● **Exercise**
Print the listing below once more, unchanged.

————

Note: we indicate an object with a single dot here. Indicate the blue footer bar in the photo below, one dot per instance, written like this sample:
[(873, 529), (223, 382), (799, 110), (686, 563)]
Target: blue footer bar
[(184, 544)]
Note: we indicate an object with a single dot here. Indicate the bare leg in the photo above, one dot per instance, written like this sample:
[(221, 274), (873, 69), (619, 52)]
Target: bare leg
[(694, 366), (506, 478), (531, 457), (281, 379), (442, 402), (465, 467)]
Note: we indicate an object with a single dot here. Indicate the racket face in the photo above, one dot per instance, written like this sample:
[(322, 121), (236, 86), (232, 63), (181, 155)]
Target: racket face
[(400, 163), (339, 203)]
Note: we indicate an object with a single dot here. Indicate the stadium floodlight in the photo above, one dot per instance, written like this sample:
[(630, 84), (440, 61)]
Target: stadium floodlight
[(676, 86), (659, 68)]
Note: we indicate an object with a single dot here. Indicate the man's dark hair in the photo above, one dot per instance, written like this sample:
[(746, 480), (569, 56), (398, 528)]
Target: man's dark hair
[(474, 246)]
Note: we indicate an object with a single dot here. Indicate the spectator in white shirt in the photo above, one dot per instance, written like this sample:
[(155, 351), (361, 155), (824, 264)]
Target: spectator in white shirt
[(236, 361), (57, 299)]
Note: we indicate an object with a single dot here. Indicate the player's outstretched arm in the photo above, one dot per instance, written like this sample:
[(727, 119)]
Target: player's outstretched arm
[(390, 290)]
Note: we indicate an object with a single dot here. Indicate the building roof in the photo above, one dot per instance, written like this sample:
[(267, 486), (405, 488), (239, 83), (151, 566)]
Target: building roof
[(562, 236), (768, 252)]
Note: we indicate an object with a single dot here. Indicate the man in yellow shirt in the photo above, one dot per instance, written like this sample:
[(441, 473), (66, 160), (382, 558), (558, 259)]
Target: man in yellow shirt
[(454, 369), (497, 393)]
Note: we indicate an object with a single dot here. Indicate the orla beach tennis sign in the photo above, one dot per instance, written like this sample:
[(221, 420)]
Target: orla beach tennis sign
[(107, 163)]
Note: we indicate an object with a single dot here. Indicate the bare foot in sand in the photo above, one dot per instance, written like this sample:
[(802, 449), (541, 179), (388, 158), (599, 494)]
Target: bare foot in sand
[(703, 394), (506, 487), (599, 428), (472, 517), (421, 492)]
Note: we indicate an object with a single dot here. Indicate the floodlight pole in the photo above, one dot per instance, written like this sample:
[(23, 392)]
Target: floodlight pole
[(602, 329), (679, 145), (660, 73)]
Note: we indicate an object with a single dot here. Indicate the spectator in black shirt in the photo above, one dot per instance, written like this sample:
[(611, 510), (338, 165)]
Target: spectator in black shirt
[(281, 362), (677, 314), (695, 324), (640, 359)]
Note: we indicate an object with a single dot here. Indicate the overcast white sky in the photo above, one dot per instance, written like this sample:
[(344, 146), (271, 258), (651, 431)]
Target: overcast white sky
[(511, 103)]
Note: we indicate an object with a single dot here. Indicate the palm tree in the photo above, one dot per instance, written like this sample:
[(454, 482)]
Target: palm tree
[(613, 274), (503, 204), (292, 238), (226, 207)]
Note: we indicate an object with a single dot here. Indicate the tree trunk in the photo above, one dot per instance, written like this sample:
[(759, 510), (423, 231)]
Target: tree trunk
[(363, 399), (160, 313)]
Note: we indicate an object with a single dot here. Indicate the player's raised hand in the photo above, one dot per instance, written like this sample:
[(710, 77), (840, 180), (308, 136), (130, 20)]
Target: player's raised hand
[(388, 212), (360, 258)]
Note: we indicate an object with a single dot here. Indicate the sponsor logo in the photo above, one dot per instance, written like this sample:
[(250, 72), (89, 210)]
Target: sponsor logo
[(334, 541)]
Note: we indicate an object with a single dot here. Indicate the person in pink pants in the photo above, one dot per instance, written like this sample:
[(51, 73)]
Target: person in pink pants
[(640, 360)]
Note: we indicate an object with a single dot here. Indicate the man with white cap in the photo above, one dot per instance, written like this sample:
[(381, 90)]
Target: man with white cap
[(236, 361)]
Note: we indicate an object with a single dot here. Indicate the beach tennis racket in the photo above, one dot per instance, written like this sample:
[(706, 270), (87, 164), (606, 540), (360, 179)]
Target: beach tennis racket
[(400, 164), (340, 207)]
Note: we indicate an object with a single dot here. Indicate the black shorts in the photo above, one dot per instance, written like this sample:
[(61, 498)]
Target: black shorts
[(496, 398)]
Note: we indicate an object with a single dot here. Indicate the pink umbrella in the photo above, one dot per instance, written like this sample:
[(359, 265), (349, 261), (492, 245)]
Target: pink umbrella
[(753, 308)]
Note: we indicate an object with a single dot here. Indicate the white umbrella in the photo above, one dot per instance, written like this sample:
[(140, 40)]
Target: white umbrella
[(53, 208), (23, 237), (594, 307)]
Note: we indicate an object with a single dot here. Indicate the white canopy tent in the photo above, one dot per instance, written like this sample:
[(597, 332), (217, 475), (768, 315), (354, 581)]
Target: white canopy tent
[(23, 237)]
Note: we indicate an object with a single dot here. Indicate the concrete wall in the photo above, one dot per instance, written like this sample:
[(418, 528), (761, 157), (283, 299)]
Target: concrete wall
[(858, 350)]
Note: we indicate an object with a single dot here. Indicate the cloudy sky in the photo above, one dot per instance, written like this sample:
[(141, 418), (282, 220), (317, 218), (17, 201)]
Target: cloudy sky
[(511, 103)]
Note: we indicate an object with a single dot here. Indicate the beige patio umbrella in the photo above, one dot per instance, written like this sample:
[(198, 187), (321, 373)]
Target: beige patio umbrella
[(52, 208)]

————

● **Solved problem**
Note: we indicate an object with a single dot here. Indicate the blue footer bar in the photo below, one dot per instance, written like this sample:
[(873, 529), (223, 382), (799, 110), (686, 563)]
Target: blue footer bar
[(184, 544)]
Note: we indicate an object with a single dot here. Indicate the bare leg in the photo above, one dot per instance, written like this sample:
[(221, 274), (873, 69), (619, 52)]
Target: bare leg
[(694, 366), (506, 478), (531, 457), (281, 379), (442, 402), (465, 467)]
Note: we indicate an object with a single dot here. Indicate the racket face in the photo above, one dot per instance, written like this sample:
[(322, 121), (236, 86), (232, 63), (181, 155)]
Target: racket face
[(400, 163), (339, 203)]
Note: we indicate an object with a single dot here. Indicate the stadium floodlight in the photo above, one dot per instance, written like this sample:
[(630, 84), (440, 61)]
Target: stadium floodlight
[(676, 86), (659, 68)]
Note: we indicate an object with a single dot here. Indicate the man's dark hair in the photo above, one dot per instance, written like this sample:
[(746, 480), (569, 56), (398, 528)]
Target: man's dark hair
[(474, 246)]
Note: we indicate an object with a single dot here. Indicate the spectator in white shirt in the photo above, one dot per instance, written like this sample:
[(155, 351), (361, 155), (824, 264)]
Target: spectator in white shirt
[(236, 361), (57, 299)]
Note: we indicate an object with a single dot here. Indicate the player's outstretched arm in the photo above, one dot per instance, written like this sample:
[(727, 119)]
Target: player's outstretched arm
[(390, 290)]
Note: we indicate an object with a single dot here. Indicate the building roof in the photo above, one dot per instance, written like this sample:
[(267, 486), (405, 488), (239, 83), (151, 566)]
Target: building roof
[(562, 236), (768, 252)]
Note: we indicate an object with a single dot here. Indicate the man in yellow shirt in the photo above, one dot per instance, written like this sample:
[(441, 473), (66, 160), (382, 558), (558, 259)]
Target: man in yellow shirt
[(454, 369), (497, 393)]
Note: we indicate an object with a single dot here. Indicate the orla beach tennis sign in the photo above, one dot per instance, written like this sample:
[(221, 420)]
Target: orla beach tennis sign
[(107, 163)]
Note: we indicate an object with a single dot here. Indicate the bare foot in sand in the photo above, one dot per instance, written like this sample:
[(802, 449), (541, 179), (388, 158), (599, 494)]
Target: bare foot in sand
[(703, 394), (506, 487), (599, 428), (472, 517), (421, 492)]
Note: we indicate an object with a single dot here. Indicate the floodlight pole in the photo above, one dot per instance, written like this sample:
[(23, 392)]
Target: floodlight pole
[(602, 329), (679, 145), (660, 73)]
Note: we indicate an object with a single dot here. Indicate the spectator in black shirt in the photo above, one dot per instance, written like this sample:
[(611, 510), (338, 165)]
Target: spectator in black shirt
[(281, 362), (677, 314), (695, 324), (640, 359)]
Note: we indicate an object with a single dot here. Indicate the overcast white sky in the photo above, one dot per instance, written like this sample:
[(344, 146), (271, 258), (651, 431)]
Target: overcast white sky
[(511, 103)]
Note: we indicate an object with a single dot here. Indicate the palm tree in the photo above, one dot per instance, written like this sample:
[(454, 482)]
Target: palm tree
[(613, 274), (503, 204), (292, 238), (226, 207)]
Note: we indicate an object with a single dot here. Indicate the tree trunk in the photo above, one dot per instance, written like this sample:
[(759, 510), (423, 231)]
Target: tree trunk
[(363, 399), (160, 313)]
Note: we indicate an object with a single dot here. Indicate the player's raised hand in the photo above, one dot per instance, written like this sample:
[(710, 77), (840, 180), (308, 136), (130, 20)]
Target: player's raised hand
[(388, 212), (360, 258)]
Note: we indicate an object with a single dot here. Indicate the sponsor logo in the photo above, one dot per instance, written like this sample:
[(250, 72), (89, 210)]
Target: sponsor logo
[(334, 541)]
Note: we indicate an object with a single dot here. Indicate the person in pink pants in the photo above, one dot per instance, written like this sample:
[(51, 73)]
Target: person in pink pants
[(640, 360)]
Note: we indicate an object with a single dot here. Indicate the man with white cap in the photo above, one dot per instance, written like this sample:
[(381, 90)]
Target: man with white cap
[(236, 361)]
Note: we indicate an object with a single dot here. Indicate the beach tennis racket in the photo above, one dot per instance, written like this sample:
[(706, 270), (87, 164), (606, 540), (360, 179)]
Target: beach tennis racket
[(400, 164), (340, 207)]
Note: we indicate an object with a single dot here. Indicate the black shorts in the photo above, one dot per instance, written like this sample:
[(61, 498)]
Target: black shorts
[(496, 398)]
Note: we indicate an object with a single dot here. Indicate the pink umbrella in the photo above, one dot per instance, written like this sample:
[(359, 265), (349, 261), (492, 245)]
Target: pink umbrella
[(753, 308)]
Note: we indicate an object with a single dot here. Indicate the white umbrella in the photo above, one dot per instance, written like this sample:
[(140, 40)]
Target: white umbrella
[(53, 208), (23, 237), (594, 307)]
Note: we indicate an object with a single dot here. Indicate the white canopy tent in the photo above, one dot per instance, written like this sample:
[(597, 332), (217, 475), (768, 315), (354, 581)]
Target: white canopy tent
[(23, 237)]
Note: we indicate an object with a single dot here. Indicate the concrete wall in the photo above, one dot per instance, written like this sample:
[(418, 528), (761, 157), (283, 299)]
Target: concrete wall
[(858, 350)]
Note: we indicate an object with a single dot here. Indicate the cloudy sky in the photo above, one dot per instance, written like this sample:
[(141, 418), (282, 220), (317, 218), (17, 201)]
Target: cloudy sky
[(511, 103)]
Note: we indicate an object with a single dot here. Indicate the beige patio umbrella in the photo above, one dot per instance, written like this sample:
[(198, 187), (321, 373)]
Target: beige patio umbrella
[(52, 208)]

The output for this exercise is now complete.